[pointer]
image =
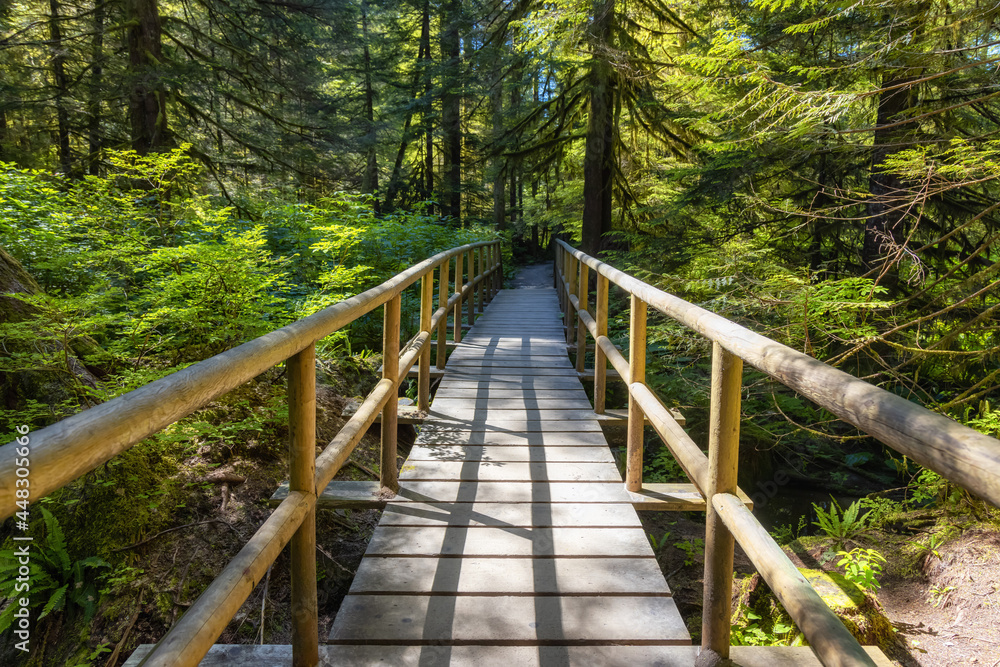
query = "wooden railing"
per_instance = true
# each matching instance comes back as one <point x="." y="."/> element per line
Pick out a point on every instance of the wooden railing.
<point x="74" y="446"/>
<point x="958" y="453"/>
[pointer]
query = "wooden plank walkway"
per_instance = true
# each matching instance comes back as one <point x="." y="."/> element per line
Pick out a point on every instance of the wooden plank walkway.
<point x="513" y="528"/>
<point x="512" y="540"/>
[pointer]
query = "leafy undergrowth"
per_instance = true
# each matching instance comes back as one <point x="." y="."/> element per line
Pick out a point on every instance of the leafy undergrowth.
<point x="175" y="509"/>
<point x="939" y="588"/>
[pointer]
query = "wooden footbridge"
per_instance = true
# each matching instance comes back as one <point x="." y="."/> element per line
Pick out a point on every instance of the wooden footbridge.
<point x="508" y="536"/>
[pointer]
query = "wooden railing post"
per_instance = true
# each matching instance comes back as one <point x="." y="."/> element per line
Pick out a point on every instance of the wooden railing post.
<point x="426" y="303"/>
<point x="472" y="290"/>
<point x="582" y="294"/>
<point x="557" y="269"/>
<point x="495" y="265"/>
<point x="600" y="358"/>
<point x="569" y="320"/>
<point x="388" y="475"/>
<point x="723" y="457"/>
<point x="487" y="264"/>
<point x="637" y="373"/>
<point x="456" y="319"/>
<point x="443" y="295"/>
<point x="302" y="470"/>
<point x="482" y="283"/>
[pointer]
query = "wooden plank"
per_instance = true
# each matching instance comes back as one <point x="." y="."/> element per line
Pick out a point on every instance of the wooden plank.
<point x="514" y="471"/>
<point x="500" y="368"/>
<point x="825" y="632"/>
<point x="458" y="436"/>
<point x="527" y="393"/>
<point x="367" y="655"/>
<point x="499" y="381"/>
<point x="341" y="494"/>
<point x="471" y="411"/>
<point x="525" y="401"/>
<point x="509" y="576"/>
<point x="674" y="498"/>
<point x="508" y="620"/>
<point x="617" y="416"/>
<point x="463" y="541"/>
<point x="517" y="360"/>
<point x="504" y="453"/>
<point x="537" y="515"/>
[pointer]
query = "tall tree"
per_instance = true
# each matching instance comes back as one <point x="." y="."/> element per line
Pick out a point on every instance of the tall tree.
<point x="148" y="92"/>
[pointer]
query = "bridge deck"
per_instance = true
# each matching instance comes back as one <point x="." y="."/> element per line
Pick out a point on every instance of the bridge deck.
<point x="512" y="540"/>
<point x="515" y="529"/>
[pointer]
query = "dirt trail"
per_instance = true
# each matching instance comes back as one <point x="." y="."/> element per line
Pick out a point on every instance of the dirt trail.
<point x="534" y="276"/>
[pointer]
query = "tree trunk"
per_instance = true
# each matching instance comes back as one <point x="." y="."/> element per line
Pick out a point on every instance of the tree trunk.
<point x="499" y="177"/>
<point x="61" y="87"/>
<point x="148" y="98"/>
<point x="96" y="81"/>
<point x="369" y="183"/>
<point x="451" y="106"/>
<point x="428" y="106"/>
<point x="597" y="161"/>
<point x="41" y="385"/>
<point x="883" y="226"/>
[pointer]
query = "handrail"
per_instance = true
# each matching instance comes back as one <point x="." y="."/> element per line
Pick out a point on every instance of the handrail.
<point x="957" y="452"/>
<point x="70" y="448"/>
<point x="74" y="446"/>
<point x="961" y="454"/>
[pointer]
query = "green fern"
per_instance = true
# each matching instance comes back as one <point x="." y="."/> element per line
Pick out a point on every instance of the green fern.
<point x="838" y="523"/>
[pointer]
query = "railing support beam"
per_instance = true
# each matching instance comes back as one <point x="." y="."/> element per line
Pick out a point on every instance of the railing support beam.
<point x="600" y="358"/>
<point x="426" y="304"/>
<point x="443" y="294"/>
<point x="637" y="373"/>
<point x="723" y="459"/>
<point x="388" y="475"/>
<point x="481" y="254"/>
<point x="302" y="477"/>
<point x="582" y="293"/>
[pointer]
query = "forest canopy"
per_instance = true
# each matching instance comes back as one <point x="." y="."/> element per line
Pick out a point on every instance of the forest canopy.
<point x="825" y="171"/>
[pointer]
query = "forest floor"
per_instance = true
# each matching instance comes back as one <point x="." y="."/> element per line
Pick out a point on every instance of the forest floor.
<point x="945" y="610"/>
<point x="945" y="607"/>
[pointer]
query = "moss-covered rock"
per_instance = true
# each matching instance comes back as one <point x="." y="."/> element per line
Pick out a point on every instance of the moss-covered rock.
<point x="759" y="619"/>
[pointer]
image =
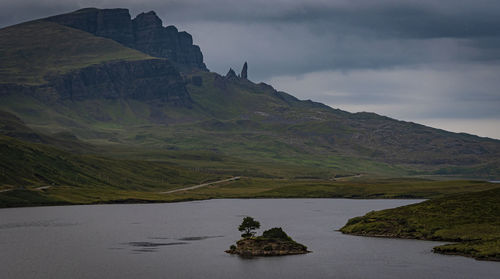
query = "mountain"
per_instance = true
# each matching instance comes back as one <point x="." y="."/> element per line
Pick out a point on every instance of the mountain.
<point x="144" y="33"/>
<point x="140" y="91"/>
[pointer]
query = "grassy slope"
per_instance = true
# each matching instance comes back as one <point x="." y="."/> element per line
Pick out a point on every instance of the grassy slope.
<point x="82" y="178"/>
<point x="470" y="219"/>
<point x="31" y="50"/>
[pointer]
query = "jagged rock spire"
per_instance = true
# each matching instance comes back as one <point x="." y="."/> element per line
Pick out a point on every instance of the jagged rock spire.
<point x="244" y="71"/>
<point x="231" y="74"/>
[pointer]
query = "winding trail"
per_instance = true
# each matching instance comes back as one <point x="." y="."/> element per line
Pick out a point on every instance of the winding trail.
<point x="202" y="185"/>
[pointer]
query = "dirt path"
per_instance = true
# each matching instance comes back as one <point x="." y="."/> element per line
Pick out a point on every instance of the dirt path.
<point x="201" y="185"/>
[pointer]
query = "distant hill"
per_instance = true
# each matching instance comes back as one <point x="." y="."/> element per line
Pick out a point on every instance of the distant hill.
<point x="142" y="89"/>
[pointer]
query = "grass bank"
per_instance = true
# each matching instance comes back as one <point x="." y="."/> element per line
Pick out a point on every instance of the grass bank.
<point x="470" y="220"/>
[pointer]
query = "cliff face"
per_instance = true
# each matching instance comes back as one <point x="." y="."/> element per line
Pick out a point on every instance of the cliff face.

SET PROBLEM
Except for the pictures, copy the material above exactly.

ANSWER IN FULL
[pointer]
image =
query = "wooden railing"
per_instance = true
# each matching instance comes back as one <point x="." y="."/> element per line
Pick out a point on every instance of the wooden railing.
<point x="74" y="446"/>
<point x="958" y="453"/>
[pointer]
query = "wooden plank walkway"
per_instance = true
# each matching instance comes back as one <point x="." y="."/> element per line
Pick out a point on every instance of the wooden plank walkway.
<point x="513" y="528"/>
<point x="512" y="540"/>
[pointer]
query = "leafy undergrowth"
per_instance = true
# each matching instance comes back as one <point x="." y="."/> element per line
Pick out a point on every instance of the leafy undergrowth.
<point x="175" y="509"/>
<point x="939" y="588"/>
[pointer]
query = "wooden footbridge"
per_instance = true
# each matching instance comes back as one <point x="." y="."/> element per line
Pick out a point on every instance of the wooden footbridge.
<point x="508" y="536"/>
[pointer]
query = "wooden railing post"
per_instance = true
# each matching instance comes back as one <point x="." y="."/> element per line
Pick out a point on every instance of the wooden railing post.
<point x="426" y="303"/>
<point x="472" y="290"/>
<point x="582" y="294"/>
<point x="557" y="269"/>
<point x="495" y="265"/>
<point x="600" y="358"/>
<point x="569" y="320"/>
<point x="388" y="475"/>
<point x="723" y="457"/>
<point x="487" y="264"/>
<point x="637" y="373"/>
<point x="456" y="319"/>
<point x="443" y="295"/>
<point x="302" y="470"/>
<point x="482" y="283"/>
[pointer]
query = "wooden plank"
per_instance = true
# each matching instance comes back as one <point x="." y="."/> element per line
Pick out a point on every instance of the wooden plank.
<point x="514" y="471"/>
<point x="500" y="368"/>
<point x="825" y="632"/>
<point x="458" y="436"/>
<point x="527" y="393"/>
<point x="367" y="655"/>
<point x="499" y="381"/>
<point x="341" y="494"/>
<point x="471" y="411"/>
<point x="525" y="401"/>
<point x="509" y="576"/>
<point x="674" y="498"/>
<point x="508" y="620"/>
<point x="617" y="416"/>
<point x="463" y="541"/>
<point x="517" y="360"/>
<point x="504" y="453"/>
<point x="537" y="515"/>
[pointer]
query = "tall tree"
per_instance = true
# each matching instance comes back as one <point x="." y="."/> element per line
Pick out a point on every instance of the tall tree.
<point x="148" y="92"/>
[pointer]
query = "bridge deck"
per_instance = true
# each matching instance comes back as one <point x="." y="."/> element per line
Pick out a point on every instance of the bridge deck.
<point x="512" y="540"/>
<point x="515" y="529"/>
[pointer]
query = "dirt trail"
per_instance = true
# each matching instance comes back as one <point x="." y="."/> element per line
Pick out a point on every instance of the dirt trail.
<point x="534" y="276"/>
[pointer]
query = "tree trunk"
per_instance = true
# each matching instance comes back as one <point x="." y="."/> element per line
Pick out a point on every instance of the tree trunk.
<point x="499" y="177"/>
<point x="61" y="87"/>
<point x="148" y="98"/>
<point x="96" y="81"/>
<point x="369" y="183"/>
<point x="451" y="106"/>
<point x="428" y="106"/>
<point x="597" y="161"/>
<point x="41" y="385"/>
<point x="883" y="226"/>
[pointer]
query = "handrail"
per_instance = true
# each matching instance comes back as one <point x="." y="."/> element per line
Pick out a point on every instance of the handrail.
<point x="957" y="452"/>
<point x="70" y="448"/>
<point x="74" y="446"/>
<point x="961" y="454"/>
[pointer]
query = "green fern"
per_instance = true
# each matching instance comes back as one <point x="." y="."/> element per line
Pick out a point on every instance of the green fern.
<point x="838" y="523"/>
[pointer]
query = "railing support beam"
per_instance = true
# each matching instance comes back as one <point x="." y="."/> element per line
Pick out a point on every instance of the railing support beam.
<point x="600" y="358"/>
<point x="426" y="304"/>
<point x="443" y="294"/>
<point x="637" y="373"/>
<point x="723" y="459"/>
<point x="388" y="475"/>
<point x="481" y="254"/>
<point x="302" y="477"/>
<point x="582" y="293"/>
[pointer]
query = "forest canopy"
per_instance = true
# each matching instance comes back as one <point x="." y="."/> element per line
Pick out a point on every instance of the forest canopy.
<point x="825" y="171"/>
[pointer]
query = "forest floor"
per_instance = true
# each matching instance comes back as one <point x="." y="."/> element per line
Pick out a point on every instance of the forest floor.
<point x="945" y="610"/>
<point x="945" y="607"/>
[pointer]
query = "moss-covered rock"
per_instance = true
# each matching instance comes back as one <point x="." y="."/> element per line
Pick out a point on every instance of the moss-covered rock.
<point x="759" y="619"/>
[pointer]
image =
query = "mountain"
per_instance = true
# each matching instance comes back as one <point x="." y="."/> element per line
Pick out a point on every instance of the mountain.
<point x="144" y="33"/>
<point x="140" y="91"/>
[pointer]
query = "grassy slope"
per_instance = true
# each matching instance comes back as one <point x="." y="."/> element per line
Pick out a point on every instance of the grassy slope.
<point x="82" y="178"/>
<point x="470" y="219"/>
<point x="31" y="50"/>
[pointer]
query = "jagged rock spire"
per_instance = true
# each matching instance comes back as one <point x="." y="."/> element per line
Pick out a point on every instance of the jagged rock spire.
<point x="244" y="71"/>
<point x="231" y="74"/>
[pointer]
query = "winding trail"
per_instance = true
# each matching instance comes back as one <point x="." y="."/> element per line
Pick out a point on every instance of the winding trail.
<point x="202" y="185"/>
[pointer]
query = "dirt path"
per_instance = true
# each matching instance comes back as one <point x="." y="."/> element per line
Pick out a point on every instance of the dirt path.
<point x="201" y="185"/>
[pointer]
query = "distant hill"
per_instance = true
# each matching instance comes back as one <point x="." y="."/> element per line
Pick out a point on every instance of the distant hill.
<point x="142" y="89"/>
[pointer]
query = "grass bank"
per_instance = true
# each matching instance comes back as one <point x="." y="."/> element per line
Pick out a point on every instance of the grass bank.
<point x="470" y="220"/>
[pointer]
query = "cliff face"
per_instance = true
# each matching instance comes back as one <point x="." y="."/> element per line
Pick out a point on every instance of the cliff face.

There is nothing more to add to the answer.